- Obiettivo A
Estrai dalle righe riportate più sotto tutte quelle che contengono la parola "tower" e ricopiale.

- Testo da leggere
>>>>
Il leader M5S annuncia che martedì sarà a Roma per una manifestazione contro le modifiche costituzionali da domani all'esame di Palazzo Madama

Il Senato vota le riforme e Grillo scende in piazza

La riforma del Senato è praticamente fatta. Anzi quasi. Anzi chissà. Il via libera in commissione Affari Costituzionali di Palazzo Madama al ddl sul nuovo Senato e i numeri vantati in aula dovrebbero tranquillizzare Matteo Renzi, che però tranquillo non è. Un po' perché ci sono ancora molti nodi da sciogliere, un po' perché, come dice il viceministro Stefano Fassina, del Pd, «Senato e legge elettorale sono un pacchetto unico». Quindi la partita per il Senato 2.0 si lega a quella ben più combattuta per l'Italicum. In vista della quale tutti si stanno scavando la loro trincea.
<<<<
- Obiettivo B
Rispondi alle seguenti domande sull'articolo sulla riforma del Senato riportato sopra.
(i) Quale commissione di Palazzo Madama ha dato il via libera al ddl sul nuovo Senato?
(ii) Secondo il viceministro Stefano Fassina, che cosa sono Senato e legge elettorale?
(iii) In quale giorno il leader M5S annuncia che sarà a Roma?

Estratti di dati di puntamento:
>>>>
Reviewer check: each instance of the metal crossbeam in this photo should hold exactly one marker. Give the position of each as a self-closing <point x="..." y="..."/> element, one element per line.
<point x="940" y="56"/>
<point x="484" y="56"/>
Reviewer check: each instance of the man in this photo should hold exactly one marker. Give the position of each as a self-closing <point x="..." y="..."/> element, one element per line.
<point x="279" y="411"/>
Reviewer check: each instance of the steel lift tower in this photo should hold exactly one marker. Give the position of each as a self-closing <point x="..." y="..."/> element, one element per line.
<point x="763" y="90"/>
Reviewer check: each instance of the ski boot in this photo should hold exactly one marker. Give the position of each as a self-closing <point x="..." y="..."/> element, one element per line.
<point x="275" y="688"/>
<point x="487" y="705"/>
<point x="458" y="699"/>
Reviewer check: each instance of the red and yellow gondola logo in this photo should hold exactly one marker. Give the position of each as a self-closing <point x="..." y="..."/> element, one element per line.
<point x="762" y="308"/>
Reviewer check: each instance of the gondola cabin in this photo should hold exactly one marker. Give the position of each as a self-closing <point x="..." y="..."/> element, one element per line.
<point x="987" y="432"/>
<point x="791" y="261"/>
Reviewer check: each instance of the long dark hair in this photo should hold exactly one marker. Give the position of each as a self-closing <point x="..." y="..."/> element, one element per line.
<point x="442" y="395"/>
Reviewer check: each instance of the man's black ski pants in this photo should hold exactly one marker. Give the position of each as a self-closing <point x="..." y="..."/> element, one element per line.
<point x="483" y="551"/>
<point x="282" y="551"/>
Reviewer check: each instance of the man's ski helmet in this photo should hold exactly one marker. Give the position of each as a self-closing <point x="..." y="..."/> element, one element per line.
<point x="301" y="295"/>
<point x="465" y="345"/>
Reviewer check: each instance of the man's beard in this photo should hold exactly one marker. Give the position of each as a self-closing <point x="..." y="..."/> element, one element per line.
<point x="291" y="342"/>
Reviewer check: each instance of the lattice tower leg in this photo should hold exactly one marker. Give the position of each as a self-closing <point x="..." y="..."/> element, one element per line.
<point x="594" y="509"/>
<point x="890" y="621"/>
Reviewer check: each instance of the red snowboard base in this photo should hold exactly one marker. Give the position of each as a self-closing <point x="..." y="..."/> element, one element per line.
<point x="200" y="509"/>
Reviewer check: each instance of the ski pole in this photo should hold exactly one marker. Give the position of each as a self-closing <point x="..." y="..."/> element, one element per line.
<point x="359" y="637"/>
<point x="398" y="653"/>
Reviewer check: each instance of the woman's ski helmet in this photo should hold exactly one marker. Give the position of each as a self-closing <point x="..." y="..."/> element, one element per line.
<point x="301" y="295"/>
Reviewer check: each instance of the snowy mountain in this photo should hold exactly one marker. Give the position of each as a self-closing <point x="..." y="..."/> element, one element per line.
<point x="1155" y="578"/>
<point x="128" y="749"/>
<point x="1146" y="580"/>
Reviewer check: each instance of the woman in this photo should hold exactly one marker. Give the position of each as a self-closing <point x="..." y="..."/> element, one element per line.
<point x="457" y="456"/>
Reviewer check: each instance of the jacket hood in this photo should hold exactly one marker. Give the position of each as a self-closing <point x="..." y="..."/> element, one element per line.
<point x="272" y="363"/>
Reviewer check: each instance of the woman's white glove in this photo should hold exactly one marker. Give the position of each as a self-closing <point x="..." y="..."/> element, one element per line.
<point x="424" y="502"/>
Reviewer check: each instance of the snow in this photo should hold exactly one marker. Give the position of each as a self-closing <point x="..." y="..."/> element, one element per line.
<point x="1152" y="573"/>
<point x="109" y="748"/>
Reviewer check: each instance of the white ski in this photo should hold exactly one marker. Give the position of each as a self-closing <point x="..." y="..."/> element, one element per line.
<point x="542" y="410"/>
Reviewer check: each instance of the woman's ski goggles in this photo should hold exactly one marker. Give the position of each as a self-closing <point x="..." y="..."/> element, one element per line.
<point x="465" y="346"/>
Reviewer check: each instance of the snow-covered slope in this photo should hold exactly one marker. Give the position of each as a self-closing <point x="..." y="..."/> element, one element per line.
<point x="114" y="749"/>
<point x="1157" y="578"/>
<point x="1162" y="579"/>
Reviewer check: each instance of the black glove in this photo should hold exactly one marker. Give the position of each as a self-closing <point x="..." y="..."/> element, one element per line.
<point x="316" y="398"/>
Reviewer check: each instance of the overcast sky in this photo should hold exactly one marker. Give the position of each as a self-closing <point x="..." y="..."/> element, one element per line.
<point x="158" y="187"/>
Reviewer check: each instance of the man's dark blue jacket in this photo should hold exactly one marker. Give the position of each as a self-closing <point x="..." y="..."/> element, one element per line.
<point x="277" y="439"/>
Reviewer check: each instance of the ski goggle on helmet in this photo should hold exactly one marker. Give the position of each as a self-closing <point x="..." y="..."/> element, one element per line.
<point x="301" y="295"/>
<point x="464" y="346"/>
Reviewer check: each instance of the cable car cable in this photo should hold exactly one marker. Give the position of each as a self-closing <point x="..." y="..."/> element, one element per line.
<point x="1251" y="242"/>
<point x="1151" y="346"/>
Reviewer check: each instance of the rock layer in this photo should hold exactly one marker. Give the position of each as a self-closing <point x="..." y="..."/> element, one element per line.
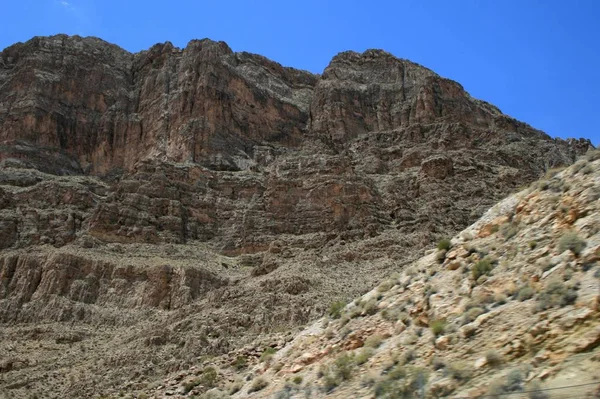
<point x="201" y="196"/>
<<<<
- Risposta svolta A
Reviewer check: each instance of the steel lift tower in this photo should hold exactly one marker. Give the position of each as a self-closing <point x="..." y="..."/> element, one element per line.
Reviewer check: each instance of the lattice tower leg in this photo should hold exactly one marker. Give the position of each as a self-closing <point x="..." y="..."/> element, one element per line.

- Risposta svolta B
(i) La commissione Affari Costituzionali.
(ii) Sono un pacchetto unico.
(iii) Martedì.